**Your instructions:** Please rewrite the listing below with every "dropping a single marker" changed to "placing one marker", leaving everything else the same.
▼
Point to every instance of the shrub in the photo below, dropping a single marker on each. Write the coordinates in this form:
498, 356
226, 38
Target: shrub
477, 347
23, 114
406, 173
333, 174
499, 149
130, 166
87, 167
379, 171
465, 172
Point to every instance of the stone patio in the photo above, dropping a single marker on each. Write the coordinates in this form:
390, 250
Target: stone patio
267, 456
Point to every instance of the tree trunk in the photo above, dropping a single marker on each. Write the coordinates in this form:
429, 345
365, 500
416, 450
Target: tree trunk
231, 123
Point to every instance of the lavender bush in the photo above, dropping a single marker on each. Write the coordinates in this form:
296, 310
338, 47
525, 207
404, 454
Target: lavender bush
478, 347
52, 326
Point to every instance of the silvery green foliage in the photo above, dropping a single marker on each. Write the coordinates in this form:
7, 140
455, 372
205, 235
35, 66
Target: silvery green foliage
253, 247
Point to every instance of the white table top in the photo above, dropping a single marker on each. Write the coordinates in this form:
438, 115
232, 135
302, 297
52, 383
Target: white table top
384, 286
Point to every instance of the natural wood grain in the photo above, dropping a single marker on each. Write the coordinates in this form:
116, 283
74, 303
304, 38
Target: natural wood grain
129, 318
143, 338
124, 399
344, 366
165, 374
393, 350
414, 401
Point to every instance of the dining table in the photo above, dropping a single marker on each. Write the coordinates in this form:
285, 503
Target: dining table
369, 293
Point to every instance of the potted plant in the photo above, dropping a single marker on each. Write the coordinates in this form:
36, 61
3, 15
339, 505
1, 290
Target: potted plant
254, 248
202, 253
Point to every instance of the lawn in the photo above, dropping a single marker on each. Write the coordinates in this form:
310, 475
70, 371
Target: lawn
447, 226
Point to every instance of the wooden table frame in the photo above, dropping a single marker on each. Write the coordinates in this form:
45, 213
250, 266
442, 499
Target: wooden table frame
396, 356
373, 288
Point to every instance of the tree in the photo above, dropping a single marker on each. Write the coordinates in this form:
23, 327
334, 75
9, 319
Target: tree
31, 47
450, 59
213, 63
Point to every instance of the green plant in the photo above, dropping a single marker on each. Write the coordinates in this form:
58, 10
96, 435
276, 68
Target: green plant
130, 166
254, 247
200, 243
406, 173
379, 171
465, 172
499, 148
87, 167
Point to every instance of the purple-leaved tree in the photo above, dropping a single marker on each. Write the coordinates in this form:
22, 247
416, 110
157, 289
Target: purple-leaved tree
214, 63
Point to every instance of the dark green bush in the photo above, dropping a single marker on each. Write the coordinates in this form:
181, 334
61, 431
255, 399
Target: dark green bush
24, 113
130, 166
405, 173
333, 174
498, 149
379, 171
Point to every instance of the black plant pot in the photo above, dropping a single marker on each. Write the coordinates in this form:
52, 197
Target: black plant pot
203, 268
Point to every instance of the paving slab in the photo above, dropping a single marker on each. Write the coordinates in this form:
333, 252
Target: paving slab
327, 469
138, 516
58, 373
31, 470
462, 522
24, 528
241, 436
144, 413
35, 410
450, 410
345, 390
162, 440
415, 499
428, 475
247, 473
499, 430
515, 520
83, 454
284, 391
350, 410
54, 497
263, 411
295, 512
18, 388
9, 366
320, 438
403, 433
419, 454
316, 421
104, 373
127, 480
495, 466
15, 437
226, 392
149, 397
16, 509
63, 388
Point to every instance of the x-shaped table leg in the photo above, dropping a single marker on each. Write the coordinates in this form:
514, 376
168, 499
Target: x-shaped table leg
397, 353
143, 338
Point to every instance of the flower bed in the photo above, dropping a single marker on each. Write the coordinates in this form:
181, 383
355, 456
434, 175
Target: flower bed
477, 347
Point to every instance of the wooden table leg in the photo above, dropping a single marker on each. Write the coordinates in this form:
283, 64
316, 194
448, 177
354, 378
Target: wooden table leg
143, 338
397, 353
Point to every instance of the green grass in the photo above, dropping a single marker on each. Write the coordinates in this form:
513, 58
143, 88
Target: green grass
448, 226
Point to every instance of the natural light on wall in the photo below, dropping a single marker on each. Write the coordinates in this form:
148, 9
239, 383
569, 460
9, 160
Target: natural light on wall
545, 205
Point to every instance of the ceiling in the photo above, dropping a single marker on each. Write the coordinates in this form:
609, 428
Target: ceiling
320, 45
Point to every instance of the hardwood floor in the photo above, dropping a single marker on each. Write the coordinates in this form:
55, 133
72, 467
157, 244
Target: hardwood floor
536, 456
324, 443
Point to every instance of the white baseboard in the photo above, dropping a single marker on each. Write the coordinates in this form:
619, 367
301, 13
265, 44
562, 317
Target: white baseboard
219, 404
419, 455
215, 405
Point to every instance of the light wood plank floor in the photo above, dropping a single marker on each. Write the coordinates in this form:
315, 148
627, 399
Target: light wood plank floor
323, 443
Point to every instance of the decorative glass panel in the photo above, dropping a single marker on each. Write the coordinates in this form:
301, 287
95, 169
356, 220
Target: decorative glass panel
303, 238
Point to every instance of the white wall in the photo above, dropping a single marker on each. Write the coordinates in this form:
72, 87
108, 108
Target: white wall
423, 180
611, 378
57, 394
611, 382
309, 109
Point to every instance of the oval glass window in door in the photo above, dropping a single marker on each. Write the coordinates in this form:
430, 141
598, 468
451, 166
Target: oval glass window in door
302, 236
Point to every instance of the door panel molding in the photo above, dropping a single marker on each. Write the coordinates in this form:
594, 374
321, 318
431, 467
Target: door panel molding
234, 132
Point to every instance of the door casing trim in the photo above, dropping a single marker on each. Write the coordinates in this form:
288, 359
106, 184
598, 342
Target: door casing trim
▲
**Final answer:**
Point to every instance of the shrub in the photo below, placing one marker on each. Write the coordinates in this form:
498, 356
226, 38
Target: shrub
477, 347
23, 114
406, 173
333, 174
499, 149
130, 166
87, 167
379, 171
465, 172
Point to every instance of the stone patio in the photo above, placing one marker on each. Write the coordinates in this form:
390, 250
Target: stone patio
267, 456
Point to every instance of the tree trunk in the photo above, placing one marker on each. Write the coordinates in this form:
429, 345
365, 500
416, 450
Target: tree trunk
231, 123
Point to every instance of the lavender bush in the photo above, placing one marker on each. Write the coordinates in this form:
296, 310
338, 47
525, 207
404, 454
Target: lavender bush
478, 347
52, 326
Point to every instance of the silvery green foliage in the photo above, placing one marker on each. Write the coordinates in this form:
7, 140
455, 372
205, 235
35, 66
Target: silvery green foliage
253, 247
Point to every instance of the white table top in the photo above, placing one marker on each. Write the coordinates in this form:
438, 115
232, 135
302, 297
52, 383
Target: white table top
384, 286
Point to every instance of the natural wood grain in the photo above, placing one marker on each. Write the coordinates in this form:
116, 283
74, 303
304, 38
Target: natural wood grain
129, 318
143, 338
124, 399
344, 366
165, 374
393, 350
414, 401
Point to every instance of the dining table in the photo above, placing one marker on each. Write the coordinates in this form:
285, 503
Target: dining table
369, 293
Point to every instance of the potted plant in the photo above, placing one marker on each. Write the coordinates in this form:
36, 61
3, 15
339, 505
1, 290
Target: potted plant
254, 248
202, 253
Point to every instance of the lawn in the photo above, placing one marker on each. Write the coordinates in this form:
310, 475
70, 371
Target: lawn
447, 226
Point to every instance of the wooden table frame in the photo above, placing one marker on each. Write the coordinates in this form:
45, 213
250, 266
442, 499
Target: wooden table frame
396, 356
373, 288
Point to every instance of the tree in the photo above, placing one marker on each. Write the coordinates in this form:
23, 327
334, 75
9, 319
Target: tree
31, 47
450, 59
213, 63
Point to every instance of the green plant in the photo above, placing one marker on each. Write the coordinates in this form:
58, 10
96, 435
276, 68
Target: green plant
130, 166
254, 247
200, 243
406, 173
379, 171
465, 172
499, 148
87, 167
Point to every instance of the purple-leaved tree in the photo above, placing one marker on each. Write the coordinates in this form:
22, 247
416, 110
157, 289
Target: purple-leaved tree
214, 63
Point to every instance of the dark green bush in the photo above, placing one marker on each. Write the coordinates in this form:
181, 334
61, 431
255, 399
Target: dark green bush
24, 113
130, 166
405, 173
333, 174
498, 149
379, 171
Point to every instance of the black plant pot in the photo above, placing one marker on each. Write the coordinates in this form:
52, 197
Target: black plant pot
203, 268
Point to every instance of the paving slab in the photo above, placing one marker on each. Write the coordinates in this form:
333, 252
Target: paving slab
327, 469
138, 516
58, 373
31, 470
462, 522
24, 528
241, 436
144, 413
35, 410
450, 410
345, 390
162, 440
415, 499
428, 475
247, 473
499, 430
515, 520
83, 454
284, 391
350, 410
54, 497
263, 411
295, 512
18, 388
9, 366
320, 438
403, 433
419, 454
316, 421
104, 373
127, 480
495, 466
15, 437
226, 392
149, 397
16, 509
63, 388
Point to every instance of the x-shaped table leg in the photo above, placing one marker on each. Write the coordinates in this form:
514, 376
168, 499
Target: x-shaped table leg
397, 353
143, 338
Point to every instance of the flower bed in the photo above, placing one marker on each. Write the coordinates in this form:
181, 383
355, 456
434, 175
Target: flower bed
477, 347
Point to every instance of the wooden table leg in the photo above, placing one marker on each. Write the coordinates in this form:
283, 64
316, 194
448, 177
354, 378
Target: wooden table leg
143, 338
397, 353
Point to every instance of the green grass in the photo above, placing one marker on each. Write the coordinates in this form:
513, 58
143, 88
Target: green grass
448, 226
Point to every instance of the natural light on wall in the photo below, placing one marker on each. Write the coordinates in this form:
148, 9
239, 383
569, 460
9, 160
Target: natural light on wall
545, 205
Point to every instance of the ceiling in the photo above, placing one marker on each. Write the coordinates in this form:
609, 428
Target: ceiling
320, 45
Point to every instance of the hardwood floor in the photo above, placing one marker on each. Write the coordinates in this form:
55, 133
72, 467
157, 244
Target: hardwood floor
536, 456
324, 443
Point to every instance of the white baseboard in the photo above, placing one marker on each. Write the coordinates in this form:
619, 367
301, 13
265, 44
562, 317
Target: white baseboard
219, 404
419, 455
215, 405
Point to every instance of the light wood plank floor in the photo above, placing one marker on each. Write the coordinates in this form:
315, 148
627, 399
Target: light wood plank floor
323, 443
Point to every instance of the decorative glass panel in the photo above, placing one marker on each. Write the coordinates in this form:
301, 287
95, 169
356, 220
Target: decorative glass panel
303, 238
Point to every instance of the white wall in the photo above, placing one marker on each. Write the coordinates in this form:
72, 87
108, 108
Target: white wall
423, 180
611, 378
57, 394
611, 382
309, 109
Point to every instance of the oval glass window in door in the photo above, placing one marker on each. Write the coordinates in this form:
430, 141
598, 468
451, 166
Target: oval glass window in door
302, 236
Point to every instance of the door panel molding in the photo above, placing one marker on each. Write the coordinates in this form:
594, 374
321, 318
431, 467
Target: door panel molding
234, 132
Point to every instance of the door casing trim in the photo above, placing one marker on each. Write the coordinates in this form:
288, 359
106, 184
598, 342
Target: door casing trim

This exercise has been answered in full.